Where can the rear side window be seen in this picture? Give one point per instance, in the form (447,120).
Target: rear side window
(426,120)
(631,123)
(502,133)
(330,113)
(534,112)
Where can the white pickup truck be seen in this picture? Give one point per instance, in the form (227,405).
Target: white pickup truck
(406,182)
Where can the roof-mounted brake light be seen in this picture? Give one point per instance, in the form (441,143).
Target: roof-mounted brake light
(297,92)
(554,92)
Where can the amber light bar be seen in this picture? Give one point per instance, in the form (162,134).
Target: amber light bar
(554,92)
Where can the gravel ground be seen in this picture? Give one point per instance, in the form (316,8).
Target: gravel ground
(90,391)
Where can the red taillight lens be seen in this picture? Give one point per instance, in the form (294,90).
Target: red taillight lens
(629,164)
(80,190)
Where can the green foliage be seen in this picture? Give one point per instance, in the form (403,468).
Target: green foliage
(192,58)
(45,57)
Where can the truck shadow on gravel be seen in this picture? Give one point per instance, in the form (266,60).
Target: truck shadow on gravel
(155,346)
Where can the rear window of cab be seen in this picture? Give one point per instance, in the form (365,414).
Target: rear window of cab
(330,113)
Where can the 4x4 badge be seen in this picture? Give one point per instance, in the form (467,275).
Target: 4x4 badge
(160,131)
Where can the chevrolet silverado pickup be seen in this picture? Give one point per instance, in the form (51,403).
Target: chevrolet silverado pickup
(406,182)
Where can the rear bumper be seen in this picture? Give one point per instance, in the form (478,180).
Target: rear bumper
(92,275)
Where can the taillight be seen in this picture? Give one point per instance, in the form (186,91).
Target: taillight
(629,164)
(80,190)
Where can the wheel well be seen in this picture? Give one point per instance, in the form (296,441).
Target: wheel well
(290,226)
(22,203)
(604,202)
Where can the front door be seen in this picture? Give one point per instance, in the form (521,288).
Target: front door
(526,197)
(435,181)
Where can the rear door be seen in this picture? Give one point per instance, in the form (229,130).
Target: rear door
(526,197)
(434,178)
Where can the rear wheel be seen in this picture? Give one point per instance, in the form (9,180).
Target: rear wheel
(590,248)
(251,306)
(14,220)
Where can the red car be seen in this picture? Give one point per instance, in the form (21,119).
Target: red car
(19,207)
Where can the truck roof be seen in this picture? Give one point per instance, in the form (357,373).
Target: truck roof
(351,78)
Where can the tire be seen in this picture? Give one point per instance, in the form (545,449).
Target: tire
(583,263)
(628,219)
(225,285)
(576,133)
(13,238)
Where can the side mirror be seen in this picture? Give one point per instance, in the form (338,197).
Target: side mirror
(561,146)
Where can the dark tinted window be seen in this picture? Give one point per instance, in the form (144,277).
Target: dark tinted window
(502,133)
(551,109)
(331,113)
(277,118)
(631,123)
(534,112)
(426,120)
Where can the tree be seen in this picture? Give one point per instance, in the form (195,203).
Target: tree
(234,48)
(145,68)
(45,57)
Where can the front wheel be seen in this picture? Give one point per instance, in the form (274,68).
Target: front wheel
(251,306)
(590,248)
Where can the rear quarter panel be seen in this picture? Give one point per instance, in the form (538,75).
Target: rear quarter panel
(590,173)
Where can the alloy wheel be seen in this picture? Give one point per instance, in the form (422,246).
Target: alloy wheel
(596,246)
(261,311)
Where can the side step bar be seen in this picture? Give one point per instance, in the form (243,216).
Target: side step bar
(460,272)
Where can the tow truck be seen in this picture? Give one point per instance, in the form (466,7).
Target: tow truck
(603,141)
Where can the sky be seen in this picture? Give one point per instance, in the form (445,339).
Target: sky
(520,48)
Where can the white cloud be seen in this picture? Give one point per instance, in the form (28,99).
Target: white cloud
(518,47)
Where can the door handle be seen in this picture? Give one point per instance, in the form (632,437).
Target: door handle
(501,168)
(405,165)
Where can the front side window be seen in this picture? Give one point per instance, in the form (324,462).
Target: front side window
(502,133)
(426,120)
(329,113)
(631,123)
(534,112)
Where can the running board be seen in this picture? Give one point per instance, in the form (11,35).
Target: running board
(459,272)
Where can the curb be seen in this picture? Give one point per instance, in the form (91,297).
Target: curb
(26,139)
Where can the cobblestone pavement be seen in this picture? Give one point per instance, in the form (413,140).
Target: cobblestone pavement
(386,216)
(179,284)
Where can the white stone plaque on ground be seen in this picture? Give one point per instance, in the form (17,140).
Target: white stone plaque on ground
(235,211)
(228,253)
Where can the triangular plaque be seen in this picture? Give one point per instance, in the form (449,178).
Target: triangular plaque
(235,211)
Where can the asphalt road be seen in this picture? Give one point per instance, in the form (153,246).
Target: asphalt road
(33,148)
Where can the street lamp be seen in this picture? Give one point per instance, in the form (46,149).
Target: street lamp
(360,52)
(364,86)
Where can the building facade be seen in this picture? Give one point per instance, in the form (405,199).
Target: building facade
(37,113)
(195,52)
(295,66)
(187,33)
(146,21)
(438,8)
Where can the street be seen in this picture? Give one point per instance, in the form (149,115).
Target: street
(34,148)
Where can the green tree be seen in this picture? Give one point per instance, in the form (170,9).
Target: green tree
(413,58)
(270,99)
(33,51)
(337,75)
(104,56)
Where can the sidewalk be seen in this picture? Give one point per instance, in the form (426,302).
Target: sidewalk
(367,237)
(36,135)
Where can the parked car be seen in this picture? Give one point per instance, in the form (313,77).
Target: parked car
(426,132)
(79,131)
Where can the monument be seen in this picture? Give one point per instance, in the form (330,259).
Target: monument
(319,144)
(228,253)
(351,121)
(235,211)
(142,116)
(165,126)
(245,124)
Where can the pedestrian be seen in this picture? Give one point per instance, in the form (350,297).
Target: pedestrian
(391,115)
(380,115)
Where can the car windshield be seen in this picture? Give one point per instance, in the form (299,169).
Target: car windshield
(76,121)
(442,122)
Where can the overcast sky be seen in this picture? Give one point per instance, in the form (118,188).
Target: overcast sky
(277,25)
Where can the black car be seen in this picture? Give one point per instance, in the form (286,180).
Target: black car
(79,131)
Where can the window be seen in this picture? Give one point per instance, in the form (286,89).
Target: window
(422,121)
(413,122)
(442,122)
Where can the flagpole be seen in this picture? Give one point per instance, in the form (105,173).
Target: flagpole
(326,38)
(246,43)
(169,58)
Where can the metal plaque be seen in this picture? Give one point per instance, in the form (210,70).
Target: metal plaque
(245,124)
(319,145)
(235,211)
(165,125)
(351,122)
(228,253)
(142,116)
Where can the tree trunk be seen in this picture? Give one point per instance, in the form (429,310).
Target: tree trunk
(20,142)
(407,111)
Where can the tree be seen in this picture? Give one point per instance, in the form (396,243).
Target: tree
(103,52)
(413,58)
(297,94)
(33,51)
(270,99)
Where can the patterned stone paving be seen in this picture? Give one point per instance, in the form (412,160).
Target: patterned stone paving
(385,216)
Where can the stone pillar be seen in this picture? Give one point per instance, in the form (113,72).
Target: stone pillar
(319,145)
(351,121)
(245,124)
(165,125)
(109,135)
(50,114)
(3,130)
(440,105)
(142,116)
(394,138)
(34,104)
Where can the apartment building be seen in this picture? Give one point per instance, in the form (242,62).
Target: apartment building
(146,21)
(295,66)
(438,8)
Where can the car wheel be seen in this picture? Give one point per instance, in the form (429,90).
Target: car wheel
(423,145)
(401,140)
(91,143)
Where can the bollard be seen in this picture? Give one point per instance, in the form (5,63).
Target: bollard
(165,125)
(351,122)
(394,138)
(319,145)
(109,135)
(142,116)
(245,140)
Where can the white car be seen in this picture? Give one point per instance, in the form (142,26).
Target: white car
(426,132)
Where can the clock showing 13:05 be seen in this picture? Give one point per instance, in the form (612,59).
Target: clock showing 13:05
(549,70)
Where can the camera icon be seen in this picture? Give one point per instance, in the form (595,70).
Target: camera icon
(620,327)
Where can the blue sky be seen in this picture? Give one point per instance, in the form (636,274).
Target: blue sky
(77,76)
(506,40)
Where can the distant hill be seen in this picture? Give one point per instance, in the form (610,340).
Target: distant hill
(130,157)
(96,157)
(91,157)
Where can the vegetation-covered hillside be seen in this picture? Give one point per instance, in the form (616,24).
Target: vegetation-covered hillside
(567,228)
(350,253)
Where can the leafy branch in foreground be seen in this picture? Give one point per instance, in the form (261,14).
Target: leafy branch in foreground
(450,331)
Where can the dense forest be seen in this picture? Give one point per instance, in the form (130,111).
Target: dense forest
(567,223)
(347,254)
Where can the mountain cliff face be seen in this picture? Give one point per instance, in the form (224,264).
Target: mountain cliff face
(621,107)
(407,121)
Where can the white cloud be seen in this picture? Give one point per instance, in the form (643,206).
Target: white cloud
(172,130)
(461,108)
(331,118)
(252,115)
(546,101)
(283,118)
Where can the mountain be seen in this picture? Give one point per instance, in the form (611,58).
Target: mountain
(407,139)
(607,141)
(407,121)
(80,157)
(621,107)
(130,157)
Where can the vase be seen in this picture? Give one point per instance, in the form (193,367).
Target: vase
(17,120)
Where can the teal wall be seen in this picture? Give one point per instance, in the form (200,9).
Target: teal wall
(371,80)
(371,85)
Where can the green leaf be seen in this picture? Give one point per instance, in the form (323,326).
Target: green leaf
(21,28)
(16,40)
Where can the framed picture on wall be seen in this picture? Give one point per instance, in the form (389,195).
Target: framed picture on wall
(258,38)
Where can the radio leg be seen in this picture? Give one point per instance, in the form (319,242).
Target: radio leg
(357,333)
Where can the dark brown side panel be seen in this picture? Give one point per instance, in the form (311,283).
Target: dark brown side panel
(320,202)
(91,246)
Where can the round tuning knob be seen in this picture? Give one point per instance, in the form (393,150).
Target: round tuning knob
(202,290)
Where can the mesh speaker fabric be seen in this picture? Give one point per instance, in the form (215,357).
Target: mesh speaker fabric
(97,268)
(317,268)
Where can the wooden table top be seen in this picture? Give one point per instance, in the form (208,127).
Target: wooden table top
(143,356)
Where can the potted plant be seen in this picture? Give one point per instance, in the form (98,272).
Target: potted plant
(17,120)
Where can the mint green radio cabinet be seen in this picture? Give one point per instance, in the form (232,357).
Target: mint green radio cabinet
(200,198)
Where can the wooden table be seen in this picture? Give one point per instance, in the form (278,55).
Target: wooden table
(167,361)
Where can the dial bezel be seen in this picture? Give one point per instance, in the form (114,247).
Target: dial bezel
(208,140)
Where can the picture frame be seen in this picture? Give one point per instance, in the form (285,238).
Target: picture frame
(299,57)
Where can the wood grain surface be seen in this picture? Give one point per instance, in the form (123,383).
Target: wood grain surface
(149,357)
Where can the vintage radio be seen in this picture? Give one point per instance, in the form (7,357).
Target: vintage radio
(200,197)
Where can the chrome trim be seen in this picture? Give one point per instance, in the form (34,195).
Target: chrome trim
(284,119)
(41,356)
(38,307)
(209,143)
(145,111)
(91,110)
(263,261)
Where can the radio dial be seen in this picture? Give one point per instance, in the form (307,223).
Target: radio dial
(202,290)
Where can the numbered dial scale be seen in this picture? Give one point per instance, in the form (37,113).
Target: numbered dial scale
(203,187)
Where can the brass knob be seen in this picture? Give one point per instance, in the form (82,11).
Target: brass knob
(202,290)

Work item: Retype, in the same exact form, the lines of the material above from the line holding "Target: dense forest" through the line holding "the form (643,206).".

Answer to the exercise:
Target: dense forest
(567,223)
(347,254)
Where can the mountain cliff face be seen in this picture? Give one point per instance, in the form (224,264).
Target: mountain cliff face
(621,107)
(407,121)
Where can the white cloud be seen in this picture? Give one point per instance, in the form (643,206).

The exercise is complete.